Parole chiarissime. La Russia deve perdere il suo status di grande potenza per diventare una specie di Serbia, incapace di nuocere. A chi osserva con lo sguardo dello storico le vicende dell’ultimo trentennio appare chiaro che la lotta è tra un impero decaduto (Mosca) e un impero in declino (Washington).
Gli Stati Uniti, che in seguito al crollo dell’Urss pensavano di inaugurare un “secolo americano”, si sono accorti dopo il fallimento dell’occupazione dell’Afghanistan e dell’invasione dell’Iraq che una loro egemonia mondiale non è più praticabile. Per questo ora hanno deciso di voler domare Mosca al fine di mostrare al mondo che sono sempre la superpotenza numero uno. Putin a sua volta ha pensato di trovarsi di fronte a una potenza americana indebolita dopo la disastrosa fuga da Kabul e ha creduto di potersi permettere una zampata imperiale ai danni dell’Ucraina: errore clamoroso, condito da sconfitte inferte dalla strenua resistenza ucraina (rafforzata dalle forniture di armi occidentali e dal costante aiuto strategico dei servizi segreti di Stati Uniti e Gran Bretagna).

★ ★ ★ ★ ★

■ Le attività ■
[1] Rispondi a queste domande sul brano su Russia e Stati Uniti:
(a) A quale paese, secondo il brano, dovrebbe ridursi a somigliare la Russia?
(b) Dopo quali due fallimenti gli Stati Uniti si sono accorti che una loro egemonia mondiale non è più praticabile?
(c) I servizi segreti di quali paesi forniscono un costante aiuto strategico all'Ucraina?
[2] Continua il brano su Russia e Stati Uniti dopo la sua ultima frase.
Le righe non hanno alcun ruolo in questo.

■ Dati forniti ■
★ ★ ★ ★ ★

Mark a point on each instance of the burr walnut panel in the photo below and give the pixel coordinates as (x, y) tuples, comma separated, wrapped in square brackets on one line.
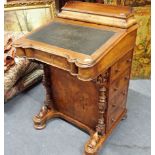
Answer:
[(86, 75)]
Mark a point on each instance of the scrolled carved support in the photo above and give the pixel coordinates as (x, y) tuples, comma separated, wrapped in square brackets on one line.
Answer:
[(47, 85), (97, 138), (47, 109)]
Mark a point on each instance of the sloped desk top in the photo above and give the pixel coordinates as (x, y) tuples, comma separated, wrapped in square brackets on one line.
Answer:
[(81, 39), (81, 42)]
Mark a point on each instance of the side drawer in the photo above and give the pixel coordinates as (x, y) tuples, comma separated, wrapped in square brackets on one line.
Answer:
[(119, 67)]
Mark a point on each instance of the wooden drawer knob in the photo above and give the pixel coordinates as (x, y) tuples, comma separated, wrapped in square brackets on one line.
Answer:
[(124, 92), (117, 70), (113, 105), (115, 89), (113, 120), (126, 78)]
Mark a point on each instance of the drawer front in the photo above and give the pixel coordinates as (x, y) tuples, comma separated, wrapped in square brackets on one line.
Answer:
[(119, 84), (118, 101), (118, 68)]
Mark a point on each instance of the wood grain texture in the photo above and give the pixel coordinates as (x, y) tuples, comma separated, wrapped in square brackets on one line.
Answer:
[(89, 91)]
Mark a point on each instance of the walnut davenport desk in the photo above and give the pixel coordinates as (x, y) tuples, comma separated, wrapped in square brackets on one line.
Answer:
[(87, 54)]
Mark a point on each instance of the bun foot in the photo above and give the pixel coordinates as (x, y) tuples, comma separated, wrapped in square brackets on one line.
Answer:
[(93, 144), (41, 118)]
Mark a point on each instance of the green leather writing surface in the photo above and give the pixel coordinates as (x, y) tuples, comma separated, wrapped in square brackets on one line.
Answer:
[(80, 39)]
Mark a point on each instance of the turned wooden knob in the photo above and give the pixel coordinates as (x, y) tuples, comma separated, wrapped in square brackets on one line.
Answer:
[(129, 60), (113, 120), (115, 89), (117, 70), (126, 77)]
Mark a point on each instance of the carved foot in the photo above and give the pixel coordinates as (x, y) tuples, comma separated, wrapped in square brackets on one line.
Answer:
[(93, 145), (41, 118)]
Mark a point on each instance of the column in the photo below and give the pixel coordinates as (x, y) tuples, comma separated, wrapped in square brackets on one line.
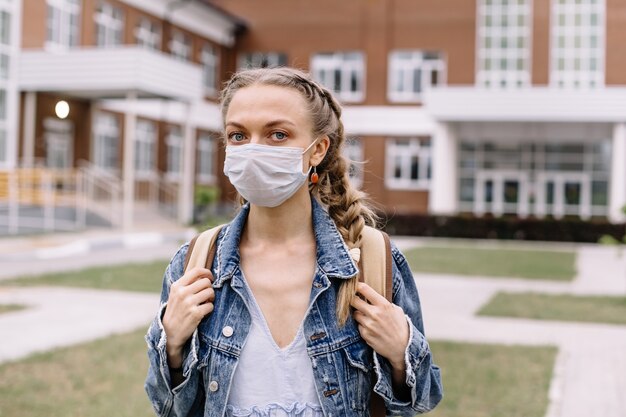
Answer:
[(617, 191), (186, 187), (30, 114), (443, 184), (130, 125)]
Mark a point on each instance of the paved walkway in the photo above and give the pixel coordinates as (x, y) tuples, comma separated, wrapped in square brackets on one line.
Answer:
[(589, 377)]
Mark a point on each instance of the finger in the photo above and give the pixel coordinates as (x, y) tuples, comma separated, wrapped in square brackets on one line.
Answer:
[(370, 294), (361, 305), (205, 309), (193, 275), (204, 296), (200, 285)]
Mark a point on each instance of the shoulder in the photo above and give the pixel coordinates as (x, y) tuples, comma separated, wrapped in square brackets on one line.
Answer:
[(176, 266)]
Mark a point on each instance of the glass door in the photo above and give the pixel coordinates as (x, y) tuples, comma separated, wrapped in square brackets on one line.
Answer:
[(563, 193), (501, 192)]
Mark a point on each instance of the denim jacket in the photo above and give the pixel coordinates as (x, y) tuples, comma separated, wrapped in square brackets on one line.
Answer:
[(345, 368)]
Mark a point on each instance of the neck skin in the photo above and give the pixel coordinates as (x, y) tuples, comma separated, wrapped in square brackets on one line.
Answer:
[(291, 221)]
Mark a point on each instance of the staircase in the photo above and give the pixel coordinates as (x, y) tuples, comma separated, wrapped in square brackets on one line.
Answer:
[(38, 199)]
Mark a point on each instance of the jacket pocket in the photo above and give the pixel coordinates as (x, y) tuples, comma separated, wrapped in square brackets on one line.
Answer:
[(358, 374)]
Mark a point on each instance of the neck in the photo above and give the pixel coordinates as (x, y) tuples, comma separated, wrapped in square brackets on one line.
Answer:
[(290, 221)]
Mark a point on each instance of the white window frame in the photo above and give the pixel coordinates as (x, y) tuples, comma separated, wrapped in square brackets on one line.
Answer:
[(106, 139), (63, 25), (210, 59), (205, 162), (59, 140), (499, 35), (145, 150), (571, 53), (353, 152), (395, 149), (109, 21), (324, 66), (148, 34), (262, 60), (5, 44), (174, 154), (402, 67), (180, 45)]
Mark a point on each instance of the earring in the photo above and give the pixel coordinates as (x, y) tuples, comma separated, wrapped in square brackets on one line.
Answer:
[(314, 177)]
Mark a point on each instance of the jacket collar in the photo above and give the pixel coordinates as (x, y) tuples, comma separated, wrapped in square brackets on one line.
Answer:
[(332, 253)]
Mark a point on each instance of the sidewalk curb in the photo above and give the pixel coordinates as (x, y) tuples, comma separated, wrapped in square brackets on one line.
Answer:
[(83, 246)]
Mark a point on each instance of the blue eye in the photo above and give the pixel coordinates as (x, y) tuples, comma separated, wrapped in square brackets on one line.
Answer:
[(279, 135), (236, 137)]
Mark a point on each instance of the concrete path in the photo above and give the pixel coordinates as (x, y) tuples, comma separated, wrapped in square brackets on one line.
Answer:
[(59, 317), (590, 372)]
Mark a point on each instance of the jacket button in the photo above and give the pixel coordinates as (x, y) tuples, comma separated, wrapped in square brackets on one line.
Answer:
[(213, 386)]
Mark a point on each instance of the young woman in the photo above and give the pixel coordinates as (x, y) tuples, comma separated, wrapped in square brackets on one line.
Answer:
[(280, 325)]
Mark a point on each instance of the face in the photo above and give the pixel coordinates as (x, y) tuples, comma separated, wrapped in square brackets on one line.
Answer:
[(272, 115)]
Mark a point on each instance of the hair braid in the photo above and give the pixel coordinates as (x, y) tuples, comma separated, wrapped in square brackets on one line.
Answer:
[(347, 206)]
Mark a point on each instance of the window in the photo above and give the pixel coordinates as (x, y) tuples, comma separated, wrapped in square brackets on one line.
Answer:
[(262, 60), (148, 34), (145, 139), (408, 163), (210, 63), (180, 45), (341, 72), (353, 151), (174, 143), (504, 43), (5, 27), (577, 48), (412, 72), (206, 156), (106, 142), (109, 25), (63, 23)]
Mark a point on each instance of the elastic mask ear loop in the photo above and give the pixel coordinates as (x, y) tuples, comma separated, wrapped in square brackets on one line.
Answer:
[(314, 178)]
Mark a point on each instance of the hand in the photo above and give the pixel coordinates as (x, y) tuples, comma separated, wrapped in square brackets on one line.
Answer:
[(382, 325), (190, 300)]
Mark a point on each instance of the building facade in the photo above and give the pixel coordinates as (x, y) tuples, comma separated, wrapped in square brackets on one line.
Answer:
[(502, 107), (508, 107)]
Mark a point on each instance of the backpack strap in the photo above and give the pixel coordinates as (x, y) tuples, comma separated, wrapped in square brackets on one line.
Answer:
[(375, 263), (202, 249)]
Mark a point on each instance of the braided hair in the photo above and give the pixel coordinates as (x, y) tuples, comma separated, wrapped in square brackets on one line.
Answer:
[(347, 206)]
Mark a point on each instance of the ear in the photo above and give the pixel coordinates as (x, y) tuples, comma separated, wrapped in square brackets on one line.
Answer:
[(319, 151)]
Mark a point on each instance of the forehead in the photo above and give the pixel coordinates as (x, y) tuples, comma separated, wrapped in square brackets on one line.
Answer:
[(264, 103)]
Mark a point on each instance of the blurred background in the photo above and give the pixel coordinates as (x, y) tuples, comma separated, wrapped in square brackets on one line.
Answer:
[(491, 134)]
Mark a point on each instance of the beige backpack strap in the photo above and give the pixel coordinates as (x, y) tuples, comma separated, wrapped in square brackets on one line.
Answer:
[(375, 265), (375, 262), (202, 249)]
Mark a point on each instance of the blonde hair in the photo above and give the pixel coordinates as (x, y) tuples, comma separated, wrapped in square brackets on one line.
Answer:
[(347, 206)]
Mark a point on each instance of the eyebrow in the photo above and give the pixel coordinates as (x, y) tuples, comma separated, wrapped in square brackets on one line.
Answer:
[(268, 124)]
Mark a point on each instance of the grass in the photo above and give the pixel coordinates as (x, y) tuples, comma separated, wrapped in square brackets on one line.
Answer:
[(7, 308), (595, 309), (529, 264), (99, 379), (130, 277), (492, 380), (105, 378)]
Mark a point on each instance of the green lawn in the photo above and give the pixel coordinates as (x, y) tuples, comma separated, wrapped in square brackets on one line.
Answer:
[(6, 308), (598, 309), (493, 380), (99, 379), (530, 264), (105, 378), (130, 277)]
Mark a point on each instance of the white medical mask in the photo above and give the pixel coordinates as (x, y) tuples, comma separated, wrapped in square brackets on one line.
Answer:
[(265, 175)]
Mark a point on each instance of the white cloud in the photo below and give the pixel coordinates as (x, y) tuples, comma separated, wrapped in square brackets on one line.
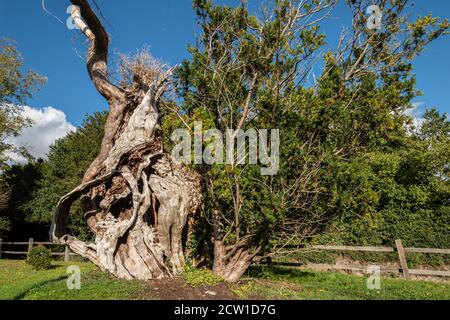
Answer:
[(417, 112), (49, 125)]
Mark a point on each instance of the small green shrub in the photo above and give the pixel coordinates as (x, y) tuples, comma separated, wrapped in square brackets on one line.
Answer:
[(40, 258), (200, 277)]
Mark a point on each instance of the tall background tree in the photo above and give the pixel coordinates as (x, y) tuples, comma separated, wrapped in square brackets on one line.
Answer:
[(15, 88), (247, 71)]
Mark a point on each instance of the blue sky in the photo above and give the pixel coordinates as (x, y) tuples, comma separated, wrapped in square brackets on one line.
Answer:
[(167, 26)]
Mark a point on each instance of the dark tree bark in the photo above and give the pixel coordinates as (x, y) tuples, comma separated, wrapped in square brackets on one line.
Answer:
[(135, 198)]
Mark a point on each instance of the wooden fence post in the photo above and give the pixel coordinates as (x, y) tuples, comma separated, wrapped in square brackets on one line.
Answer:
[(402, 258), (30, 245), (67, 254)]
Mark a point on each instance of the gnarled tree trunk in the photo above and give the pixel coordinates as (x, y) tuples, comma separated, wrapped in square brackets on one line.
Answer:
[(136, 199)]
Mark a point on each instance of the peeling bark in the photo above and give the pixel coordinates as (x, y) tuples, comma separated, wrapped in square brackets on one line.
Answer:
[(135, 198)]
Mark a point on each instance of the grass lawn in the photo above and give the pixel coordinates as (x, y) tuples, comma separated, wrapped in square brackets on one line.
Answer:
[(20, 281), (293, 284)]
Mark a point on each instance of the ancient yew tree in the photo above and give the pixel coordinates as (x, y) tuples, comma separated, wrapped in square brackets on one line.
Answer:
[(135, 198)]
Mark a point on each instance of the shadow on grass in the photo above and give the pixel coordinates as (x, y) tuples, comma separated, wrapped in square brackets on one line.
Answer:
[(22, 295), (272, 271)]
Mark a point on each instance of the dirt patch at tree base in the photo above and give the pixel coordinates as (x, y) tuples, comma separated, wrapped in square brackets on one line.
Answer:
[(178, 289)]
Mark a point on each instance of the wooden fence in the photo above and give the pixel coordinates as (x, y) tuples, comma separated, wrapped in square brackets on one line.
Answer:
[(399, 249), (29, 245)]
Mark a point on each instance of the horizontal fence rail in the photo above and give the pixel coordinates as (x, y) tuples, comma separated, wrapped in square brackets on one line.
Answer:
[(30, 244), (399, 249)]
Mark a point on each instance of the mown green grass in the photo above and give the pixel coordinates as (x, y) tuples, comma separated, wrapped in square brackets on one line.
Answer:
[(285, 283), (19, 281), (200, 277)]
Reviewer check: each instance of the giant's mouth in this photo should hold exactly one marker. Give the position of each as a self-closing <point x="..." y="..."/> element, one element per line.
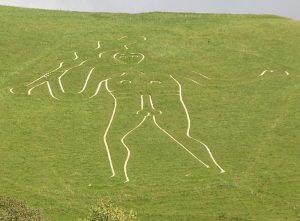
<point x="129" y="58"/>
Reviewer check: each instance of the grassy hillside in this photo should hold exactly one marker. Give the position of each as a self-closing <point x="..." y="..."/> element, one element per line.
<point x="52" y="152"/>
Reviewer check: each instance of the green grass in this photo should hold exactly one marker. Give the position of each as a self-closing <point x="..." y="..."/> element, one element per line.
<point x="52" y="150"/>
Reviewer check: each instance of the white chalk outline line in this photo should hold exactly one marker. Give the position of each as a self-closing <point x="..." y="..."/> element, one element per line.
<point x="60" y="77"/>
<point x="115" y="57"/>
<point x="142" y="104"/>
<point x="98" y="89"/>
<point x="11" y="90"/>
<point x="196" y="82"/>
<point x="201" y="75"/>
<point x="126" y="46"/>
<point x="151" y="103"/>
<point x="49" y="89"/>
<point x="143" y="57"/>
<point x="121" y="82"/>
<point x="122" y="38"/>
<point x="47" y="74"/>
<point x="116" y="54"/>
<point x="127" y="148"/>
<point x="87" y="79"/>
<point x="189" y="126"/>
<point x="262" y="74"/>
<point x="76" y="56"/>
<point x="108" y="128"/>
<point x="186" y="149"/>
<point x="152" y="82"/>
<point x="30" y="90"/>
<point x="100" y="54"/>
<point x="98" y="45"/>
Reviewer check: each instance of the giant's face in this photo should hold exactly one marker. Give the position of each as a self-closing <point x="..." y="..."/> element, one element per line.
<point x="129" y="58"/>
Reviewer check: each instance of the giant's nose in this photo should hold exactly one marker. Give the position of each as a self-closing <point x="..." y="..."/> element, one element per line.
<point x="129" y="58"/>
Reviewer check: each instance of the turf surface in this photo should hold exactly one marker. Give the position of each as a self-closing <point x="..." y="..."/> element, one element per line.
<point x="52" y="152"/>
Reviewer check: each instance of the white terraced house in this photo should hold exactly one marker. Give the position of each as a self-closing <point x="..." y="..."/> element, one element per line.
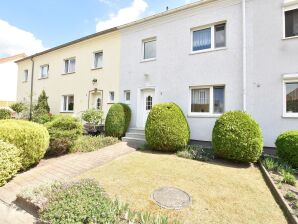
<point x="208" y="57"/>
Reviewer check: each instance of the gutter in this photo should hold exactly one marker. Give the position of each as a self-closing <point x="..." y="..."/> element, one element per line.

★ ★ ★ ★ ★

■ Risultati ■
[1]
(a) Alla Serbia: la Russia dovrebbe diventare «una specie di Serbia, incapace di nuocere».
(b) L'occupazione dell'Afghanistan e l'invasione dell'Iraq.
(c) Quelli di Stati Uniti e Gran Bretagna.

[2]
Nella sua intervista al Corriere papa Bergoglio invita, com’è suo solito, a non essere ingenui. Putin ha provocato la guerra, non c’è dubbio, e il pontefice sta dalla parte di chi soffre, l’Ucraina, e dunque si aspetta e preme perché il leder russo dia un segnale di cessate il fuoco. Però questa guerra è nata in un contesto ed è inutile che si tenti di silenziare i fatti della storia. “L’abbaiare della Nato alla porta della Russia” ha spinto Putin a muoversi, “un’ira che non so dire se provocata, ma facilitata sì”.
L’analisi che sia stato un errore tentare di spingere la Nato ai confini russi è ampiamente condivisa da politici e politologi americani ed europei, da Henry Kissinger, che sottolineava l’esigenza di un’Ucraina non allineata, all’ex presidente del Consiglio Giuliano Amato (con un secco comunicato Angela Merkel, tra i maggiori statisti che l’Europa abbia avuto nel ventennio trascorso, ha ribadito di “confermare” la sua decisione del 2008 di bloccare insieme alla Francia l’ingresso dell’Ucraina nella Nato, voluto allora dal presidente statunitense Bush junior).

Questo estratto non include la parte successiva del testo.